→ YOUR INSTRUCTIONS: Recast every line of the items below as a Markdown table with two columns, "Row" for the row number and "Item line" for the line itself, and skip any blank lines. Leave the pictures out of your answer.

→ ENTRIES SUPPLIED:

----------------------------------------

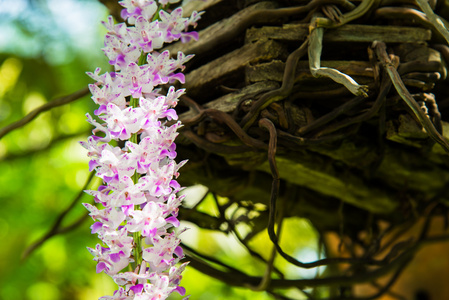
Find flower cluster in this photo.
[81,0,200,300]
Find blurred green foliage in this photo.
[0,0,316,300]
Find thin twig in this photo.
[0,87,89,139]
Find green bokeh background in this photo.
[0,0,317,300]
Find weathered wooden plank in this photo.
[254,153,398,213]
[245,60,374,83]
[185,41,287,96]
[165,2,276,54]
[246,24,431,43]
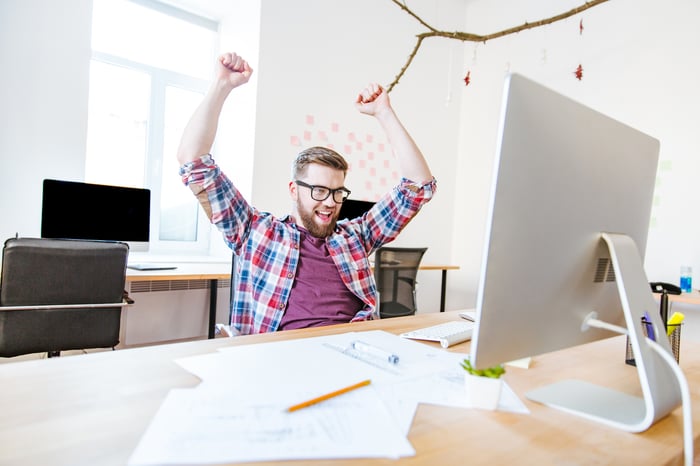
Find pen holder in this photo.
[625,317,683,366]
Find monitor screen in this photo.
[41,179,151,251]
[470,74,675,430]
[338,199,374,220]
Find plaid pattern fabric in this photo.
[180,154,436,334]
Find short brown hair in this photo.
[292,146,348,180]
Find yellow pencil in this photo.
[287,379,370,413]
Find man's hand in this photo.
[217,53,253,89]
[355,83,391,116]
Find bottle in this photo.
[681,265,693,293]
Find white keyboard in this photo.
[401,320,474,348]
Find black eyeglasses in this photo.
[294,180,350,204]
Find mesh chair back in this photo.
[374,247,427,318]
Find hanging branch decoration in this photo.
[387,0,609,92]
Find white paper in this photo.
[129,385,415,465]
[130,331,528,465]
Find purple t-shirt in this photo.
[279,227,363,330]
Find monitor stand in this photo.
[525,233,681,432]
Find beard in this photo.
[297,200,339,238]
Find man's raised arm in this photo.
[177,53,253,165]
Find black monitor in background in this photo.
[338,199,374,220]
[41,179,151,251]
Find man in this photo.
[177,53,436,334]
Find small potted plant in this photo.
[460,359,506,410]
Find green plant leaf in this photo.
[459,359,506,379]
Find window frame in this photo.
[91,0,219,255]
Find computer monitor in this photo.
[470,74,680,431]
[41,179,151,251]
[338,199,374,220]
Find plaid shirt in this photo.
[180,154,436,334]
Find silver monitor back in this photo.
[471,74,678,430]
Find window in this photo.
[85,0,218,254]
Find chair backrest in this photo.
[374,247,428,318]
[0,238,129,357]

----------------------------------------

→ REPLY:
| Row | Item line |
|---|---|
| 1 | Find flower cluster in this photo. |
| 2 | [81,0,200,300] |
| 3 | Find blurred green foliage in this photo. |
| 4 | [0,0,316,300] |
| 5 | Find thin twig in this photo. |
| 6 | [0,87,89,139] |
| 7 | Find green bokeh background in this photo. |
| 8 | [0,0,317,300] |
| 9 | Find weathered wooden plank in this photo. |
| 10 | [254,153,398,213] |
| 11 | [245,60,374,83] |
| 12 | [185,41,287,96] |
| 13 | [165,2,276,54] |
| 14 | [246,24,431,43] |
| 15 | Find pen holder in this photo. |
| 16 | [625,317,683,366] |
| 17 | Find monitor screen in this photo. |
| 18 | [41,179,151,251] |
| 19 | [470,74,675,430] |
| 20 | [338,199,374,220] |
| 21 | Find plaid pattern fabric in this photo. |
| 22 | [180,154,436,334] |
| 23 | Find short brown hair in this photo. |
| 24 | [292,146,348,180] |
| 25 | Find yellow pencil in this photo. |
| 26 | [287,379,370,413] |
| 27 | Find man's hand in this photo. |
| 28 | [217,53,253,89] |
| 29 | [355,83,391,116] |
| 30 | Find bottle in this photo. |
| 31 | [681,265,693,293] |
| 32 | Find white keyboard in this photo. |
| 33 | [401,320,474,348] |
| 34 | Find black eyeglasses in this photo. |
| 35 | [294,180,350,204] |
| 36 | Find mesh chair back in this photo. |
| 37 | [374,247,427,318] |
| 38 | Find hanging branch decoration in this photo. |
| 39 | [387,0,609,92] |
| 40 | Find white paper in this photo. |
| 41 | [129,385,415,465] |
| 42 | [130,331,528,465] |
| 43 | Find purple t-shirt in this photo. |
| 44 | [279,227,363,330] |
| 45 | Find monitor stand in this photo. |
| 46 | [525,233,681,432] |
| 47 | Find beard in this photo. |
| 48 | [297,200,339,238] |
| 49 | Find man's raised arm in this photo. |
| 50 | [177,53,253,165] |
| 51 | Find black monitor in background in this photo. |
| 52 | [338,199,374,220] |
| 53 | [41,179,151,251] |
| 54 | Find man in this photo. |
| 55 | [177,53,436,334] |
| 56 | Find small potted plant in this photo. |
| 57 | [460,359,506,410] |
| 58 | Find green plant leaf in this photo. |
| 59 | [459,359,506,379] |
| 60 | Find window frame in this photo. |
| 61 | [91,0,219,255] |
| 62 | Find computer monitor in this photo. |
| 63 | [470,74,680,431] |
| 64 | [41,179,151,251] |
| 65 | [338,199,374,220] |
| 66 | Find plaid shirt in this photo. |
| 67 | [180,154,436,334] |
| 68 | Find silver monitor back in this photo. |
| 69 | [471,74,678,430] |
| 70 | Find window in this photo. |
| 71 | [85,0,218,254] |
| 72 | Find chair backrest in this photo. |
| 73 | [374,247,428,318] |
| 74 | [0,238,129,357] |